◆ **DATA ROWS**:

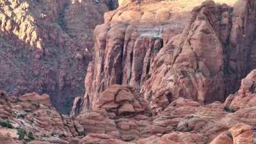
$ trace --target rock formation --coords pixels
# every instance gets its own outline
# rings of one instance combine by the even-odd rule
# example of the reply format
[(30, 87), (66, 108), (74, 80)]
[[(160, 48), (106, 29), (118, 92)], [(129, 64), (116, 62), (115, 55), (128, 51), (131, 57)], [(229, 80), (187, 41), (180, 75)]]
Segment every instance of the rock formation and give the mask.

◆ **TASK REQUIREMENTS**: Copy out the stretch from the start of the records through the line containing "41), (180, 75)]]" word for word, and leave the pictures out of your answer.

◆ **TASK SOLUTION**:
$ trace --target rock formation --coords pixels
# every instance gets its own outline
# rings of one instance combine by the even-odd rule
# example of the reply format
[(30, 87), (66, 108), (74, 80)]
[[(160, 48), (106, 29), (118, 92)], [(129, 64), (116, 62), (115, 55), (128, 51), (131, 57)], [(229, 80), (187, 41), (180, 75)]]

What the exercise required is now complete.